▶ Instructions for the task
Copy out only the span from the line with "query | spot the black and" to the end of the data, both ends kept, word for word.

▶ Record list
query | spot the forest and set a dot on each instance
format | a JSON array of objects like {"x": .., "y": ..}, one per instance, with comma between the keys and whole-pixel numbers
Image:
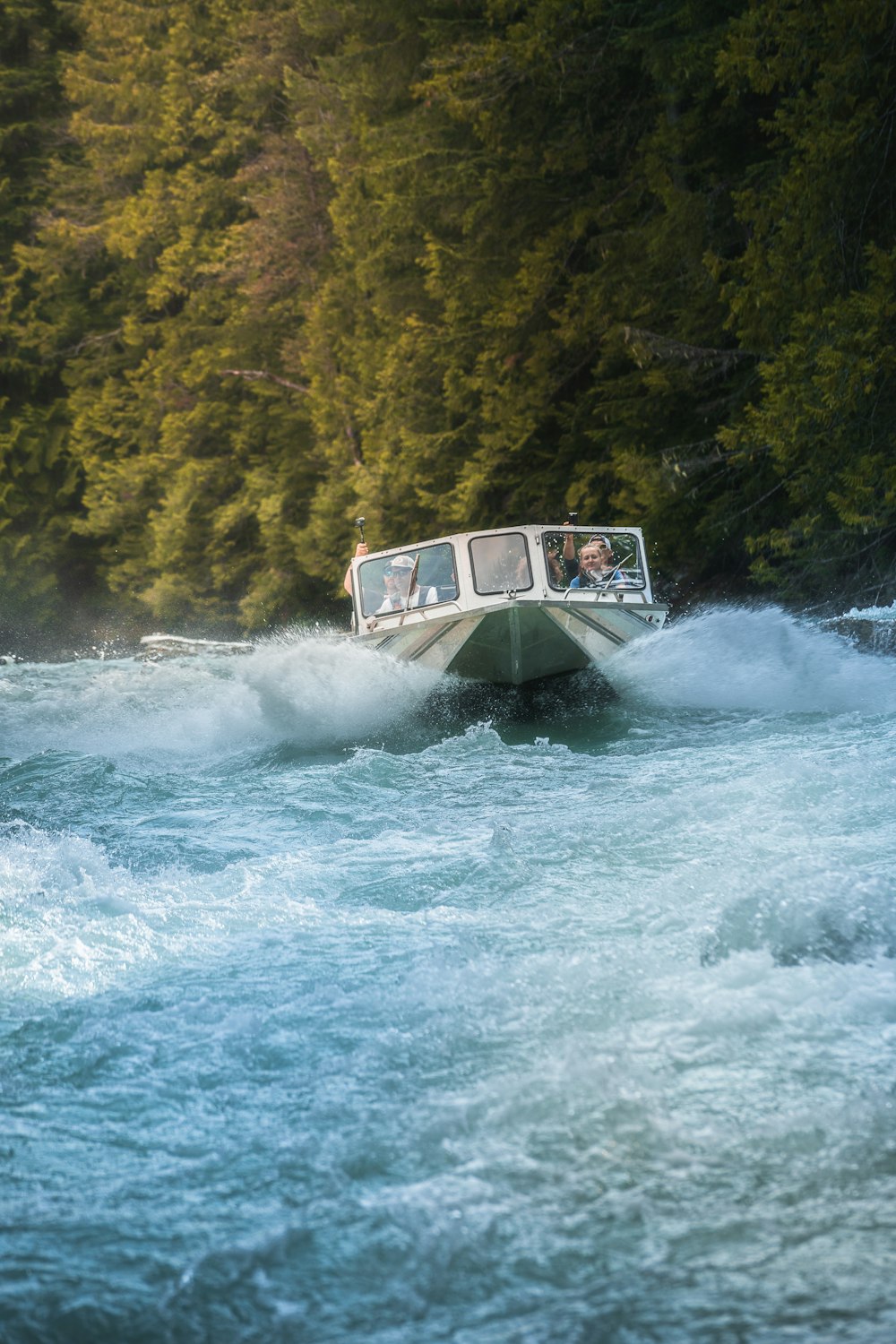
[{"x": 268, "y": 265}]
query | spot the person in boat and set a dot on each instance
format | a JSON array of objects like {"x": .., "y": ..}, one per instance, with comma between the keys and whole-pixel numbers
[
  {"x": 397, "y": 575},
  {"x": 597, "y": 566}
]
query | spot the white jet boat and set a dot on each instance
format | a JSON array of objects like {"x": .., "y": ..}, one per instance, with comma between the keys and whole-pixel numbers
[{"x": 504, "y": 605}]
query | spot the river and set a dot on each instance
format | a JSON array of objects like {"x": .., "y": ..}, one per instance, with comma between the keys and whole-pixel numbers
[{"x": 343, "y": 1004}]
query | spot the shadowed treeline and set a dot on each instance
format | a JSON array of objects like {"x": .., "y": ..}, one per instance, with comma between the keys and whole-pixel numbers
[{"x": 271, "y": 263}]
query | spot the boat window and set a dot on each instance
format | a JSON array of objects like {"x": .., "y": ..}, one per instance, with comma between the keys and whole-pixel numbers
[
  {"x": 613, "y": 561},
  {"x": 500, "y": 564},
  {"x": 384, "y": 580}
]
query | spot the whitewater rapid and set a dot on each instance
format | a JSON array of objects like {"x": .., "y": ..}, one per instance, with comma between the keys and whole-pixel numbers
[{"x": 347, "y": 1003}]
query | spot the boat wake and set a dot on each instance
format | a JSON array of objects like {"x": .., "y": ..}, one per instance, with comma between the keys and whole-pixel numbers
[{"x": 754, "y": 659}]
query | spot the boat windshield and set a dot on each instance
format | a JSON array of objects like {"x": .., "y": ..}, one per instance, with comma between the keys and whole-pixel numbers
[
  {"x": 386, "y": 580},
  {"x": 605, "y": 561},
  {"x": 500, "y": 564}
]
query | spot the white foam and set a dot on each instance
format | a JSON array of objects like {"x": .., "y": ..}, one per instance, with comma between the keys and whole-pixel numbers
[
  {"x": 762, "y": 659},
  {"x": 311, "y": 691}
]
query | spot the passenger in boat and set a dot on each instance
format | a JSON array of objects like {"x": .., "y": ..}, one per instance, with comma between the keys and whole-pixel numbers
[
  {"x": 397, "y": 575},
  {"x": 597, "y": 566}
]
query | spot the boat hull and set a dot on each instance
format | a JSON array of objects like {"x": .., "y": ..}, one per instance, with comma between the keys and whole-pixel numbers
[{"x": 517, "y": 640}]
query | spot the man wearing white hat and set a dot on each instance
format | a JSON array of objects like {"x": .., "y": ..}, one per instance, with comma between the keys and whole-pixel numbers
[{"x": 397, "y": 575}]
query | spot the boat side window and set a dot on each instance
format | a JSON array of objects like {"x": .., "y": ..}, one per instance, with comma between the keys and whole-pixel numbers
[
  {"x": 500, "y": 564},
  {"x": 611, "y": 562},
  {"x": 384, "y": 580}
]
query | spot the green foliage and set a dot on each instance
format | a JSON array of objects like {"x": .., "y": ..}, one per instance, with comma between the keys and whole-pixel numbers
[{"x": 268, "y": 266}]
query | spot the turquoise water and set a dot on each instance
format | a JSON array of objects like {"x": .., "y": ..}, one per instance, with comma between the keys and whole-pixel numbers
[{"x": 341, "y": 1004}]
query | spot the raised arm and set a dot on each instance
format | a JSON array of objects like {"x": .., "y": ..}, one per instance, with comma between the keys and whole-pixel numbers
[{"x": 347, "y": 582}]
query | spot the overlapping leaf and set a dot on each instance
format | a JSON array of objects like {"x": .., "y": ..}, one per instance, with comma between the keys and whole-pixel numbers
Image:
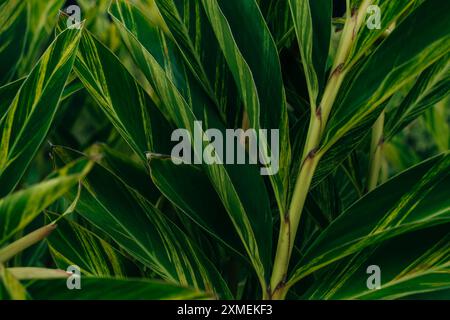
[
  {"x": 184, "y": 103},
  {"x": 415, "y": 199},
  {"x": 20, "y": 208},
  {"x": 28, "y": 118}
]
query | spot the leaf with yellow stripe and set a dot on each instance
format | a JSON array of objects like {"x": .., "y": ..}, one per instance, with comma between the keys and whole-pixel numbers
[
  {"x": 21, "y": 208},
  {"x": 30, "y": 115}
]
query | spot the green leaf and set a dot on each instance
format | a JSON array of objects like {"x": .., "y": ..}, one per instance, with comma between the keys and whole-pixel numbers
[
  {"x": 30, "y": 115},
  {"x": 250, "y": 215},
  {"x": 312, "y": 21},
  {"x": 13, "y": 15},
  {"x": 144, "y": 232},
  {"x": 73, "y": 244},
  {"x": 413, "y": 200},
  {"x": 391, "y": 66},
  {"x": 412, "y": 263},
  {"x": 431, "y": 87},
  {"x": 391, "y": 14},
  {"x": 252, "y": 58},
  {"x": 42, "y": 17},
  {"x": 134, "y": 115},
  {"x": 20, "y": 208},
  {"x": 113, "y": 289},
  {"x": 189, "y": 189}
]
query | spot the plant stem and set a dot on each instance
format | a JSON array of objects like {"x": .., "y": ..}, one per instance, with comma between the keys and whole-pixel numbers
[
  {"x": 311, "y": 155},
  {"x": 376, "y": 149}
]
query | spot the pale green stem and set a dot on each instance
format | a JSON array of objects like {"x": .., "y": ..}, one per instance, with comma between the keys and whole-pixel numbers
[
  {"x": 311, "y": 156},
  {"x": 376, "y": 151}
]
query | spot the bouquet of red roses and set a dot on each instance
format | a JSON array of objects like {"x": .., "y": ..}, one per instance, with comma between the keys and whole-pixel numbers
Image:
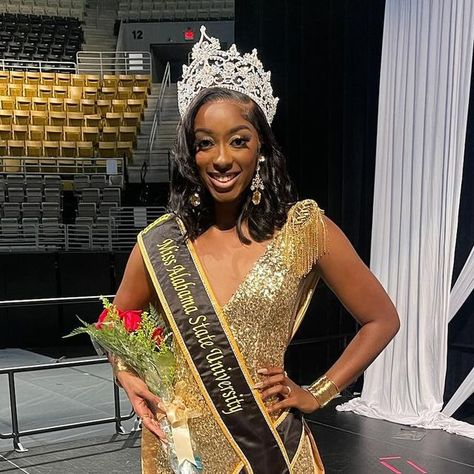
[{"x": 141, "y": 340}]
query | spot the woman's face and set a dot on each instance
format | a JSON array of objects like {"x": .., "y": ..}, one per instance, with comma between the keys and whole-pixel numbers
[{"x": 226, "y": 149}]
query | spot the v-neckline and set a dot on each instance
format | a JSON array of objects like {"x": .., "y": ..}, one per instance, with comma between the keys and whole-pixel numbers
[{"x": 245, "y": 278}]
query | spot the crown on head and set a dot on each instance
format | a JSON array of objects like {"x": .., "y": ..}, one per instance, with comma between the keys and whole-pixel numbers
[{"x": 213, "y": 67}]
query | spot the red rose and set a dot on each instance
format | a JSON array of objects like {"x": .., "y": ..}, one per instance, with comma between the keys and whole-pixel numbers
[
  {"x": 131, "y": 319},
  {"x": 102, "y": 318},
  {"x": 157, "y": 335}
]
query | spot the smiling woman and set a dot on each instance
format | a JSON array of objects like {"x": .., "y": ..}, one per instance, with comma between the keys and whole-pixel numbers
[{"x": 232, "y": 267}]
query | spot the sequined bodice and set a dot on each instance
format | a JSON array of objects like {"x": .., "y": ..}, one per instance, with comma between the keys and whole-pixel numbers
[{"x": 261, "y": 315}]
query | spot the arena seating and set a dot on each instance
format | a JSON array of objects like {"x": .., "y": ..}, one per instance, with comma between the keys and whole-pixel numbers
[
  {"x": 39, "y": 38},
  {"x": 70, "y": 115},
  {"x": 63, "y": 8},
  {"x": 166, "y": 10}
]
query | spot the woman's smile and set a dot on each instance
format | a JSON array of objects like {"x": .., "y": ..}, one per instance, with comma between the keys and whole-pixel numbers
[{"x": 223, "y": 182}]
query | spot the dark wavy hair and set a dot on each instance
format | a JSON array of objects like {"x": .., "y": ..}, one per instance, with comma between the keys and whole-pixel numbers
[{"x": 277, "y": 196}]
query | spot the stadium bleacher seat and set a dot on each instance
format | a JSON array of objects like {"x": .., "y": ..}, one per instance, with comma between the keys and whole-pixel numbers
[{"x": 48, "y": 114}]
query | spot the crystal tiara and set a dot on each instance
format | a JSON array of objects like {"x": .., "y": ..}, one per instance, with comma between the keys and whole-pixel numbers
[{"x": 213, "y": 67}]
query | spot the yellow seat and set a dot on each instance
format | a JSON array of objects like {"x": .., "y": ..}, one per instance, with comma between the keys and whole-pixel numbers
[
  {"x": 63, "y": 79},
  {"x": 20, "y": 132},
  {"x": 126, "y": 80},
  {"x": 75, "y": 119},
  {"x": 34, "y": 148},
  {"x": 90, "y": 134},
  {"x": 55, "y": 104},
  {"x": 30, "y": 90},
  {"x": 39, "y": 117},
  {"x": 57, "y": 118},
  {"x": 93, "y": 80},
  {"x": 93, "y": 120},
  {"x": 75, "y": 92},
  {"x": 113, "y": 120},
  {"x": 39, "y": 103},
  {"x": 16, "y": 147},
  {"x": 72, "y": 134},
  {"x": 78, "y": 80},
  {"x": 48, "y": 78},
  {"x": 110, "y": 134},
  {"x": 51, "y": 148},
  {"x": 21, "y": 117},
  {"x": 68, "y": 149},
  {"x": 6, "y": 117},
  {"x": 89, "y": 93},
  {"x": 88, "y": 106},
  {"x": 136, "y": 105},
  {"x": 36, "y": 132},
  {"x": 124, "y": 149},
  {"x": 5, "y": 132},
  {"x": 45, "y": 90},
  {"x": 124, "y": 93},
  {"x": 108, "y": 93},
  {"x": 107, "y": 150},
  {"x": 104, "y": 106},
  {"x": 23, "y": 103},
  {"x": 109, "y": 80},
  {"x": 119, "y": 105},
  {"x": 54, "y": 133},
  {"x": 15, "y": 90},
  {"x": 17, "y": 77},
  {"x": 8, "y": 103},
  {"x": 4, "y": 77},
  {"x": 72, "y": 105},
  {"x": 142, "y": 80},
  {"x": 140, "y": 93},
  {"x": 32, "y": 77},
  {"x": 61, "y": 92},
  {"x": 128, "y": 134},
  {"x": 85, "y": 150}
]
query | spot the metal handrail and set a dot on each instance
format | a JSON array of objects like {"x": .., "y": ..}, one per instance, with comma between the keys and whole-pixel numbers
[
  {"x": 16, "y": 433},
  {"x": 165, "y": 82}
]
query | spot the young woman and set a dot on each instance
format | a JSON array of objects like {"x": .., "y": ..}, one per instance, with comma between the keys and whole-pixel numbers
[{"x": 232, "y": 267}]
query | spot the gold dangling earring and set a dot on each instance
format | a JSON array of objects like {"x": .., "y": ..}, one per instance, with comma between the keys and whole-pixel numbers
[
  {"x": 195, "y": 198},
  {"x": 257, "y": 184}
]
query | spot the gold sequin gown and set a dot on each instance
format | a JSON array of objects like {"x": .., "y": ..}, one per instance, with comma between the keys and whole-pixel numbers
[{"x": 262, "y": 314}]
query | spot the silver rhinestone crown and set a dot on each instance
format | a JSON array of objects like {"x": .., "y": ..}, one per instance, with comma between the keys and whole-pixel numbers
[{"x": 213, "y": 67}]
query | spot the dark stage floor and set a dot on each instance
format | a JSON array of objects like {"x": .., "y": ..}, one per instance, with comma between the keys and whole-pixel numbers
[{"x": 348, "y": 443}]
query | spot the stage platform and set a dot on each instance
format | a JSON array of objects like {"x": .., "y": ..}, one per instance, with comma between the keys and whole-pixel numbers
[{"x": 348, "y": 443}]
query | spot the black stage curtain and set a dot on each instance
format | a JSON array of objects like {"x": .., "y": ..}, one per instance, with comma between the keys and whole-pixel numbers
[{"x": 325, "y": 62}]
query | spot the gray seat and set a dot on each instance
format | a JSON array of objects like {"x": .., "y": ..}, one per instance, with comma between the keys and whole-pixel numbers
[
  {"x": 34, "y": 195},
  {"x": 16, "y": 194},
  {"x": 15, "y": 181},
  {"x": 31, "y": 209},
  {"x": 11, "y": 210},
  {"x": 89, "y": 221},
  {"x": 98, "y": 181},
  {"x": 51, "y": 209},
  {"x": 87, "y": 209},
  {"x": 80, "y": 182},
  {"x": 52, "y": 181},
  {"x": 33, "y": 181},
  {"x": 106, "y": 207},
  {"x": 90, "y": 195},
  {"x": 52, "y": 195},
  {"x": 111, "y": 195}
]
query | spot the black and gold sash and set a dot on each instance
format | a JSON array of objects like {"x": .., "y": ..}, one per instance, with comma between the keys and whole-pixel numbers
[{"x": 201, "y": 330}]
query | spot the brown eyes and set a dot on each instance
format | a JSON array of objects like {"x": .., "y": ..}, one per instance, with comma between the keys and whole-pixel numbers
[{"x": 238, "y": 142}]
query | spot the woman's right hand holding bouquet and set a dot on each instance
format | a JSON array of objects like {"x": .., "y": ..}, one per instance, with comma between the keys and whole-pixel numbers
[{"x": 145, "y": 404}]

▶ Solution below
query | spot the black and gold sash and set a dot on each instance
format | a JSON array of objects like {"x": .., "y": ..}, one per instance, with comma between the keys and whole-pixel numbers
[{"x": 201, "y": 330}]
query | spot the brown eyes and set a dot on each instance
format | a JSON array of objects like {"x": .., "y": ..}, one per instance, with comma between the keys and whole-pixel numbers
[{"x": 238, "y": 142}]
query | spot the woman's right hand holding bouquet and set a dot on each instance
format | a JSON array of objects like {"x": .., "y": ..}, one per instance, with comma between the keys and whole-pixel numbers
[{"x": 145, "y": 404}]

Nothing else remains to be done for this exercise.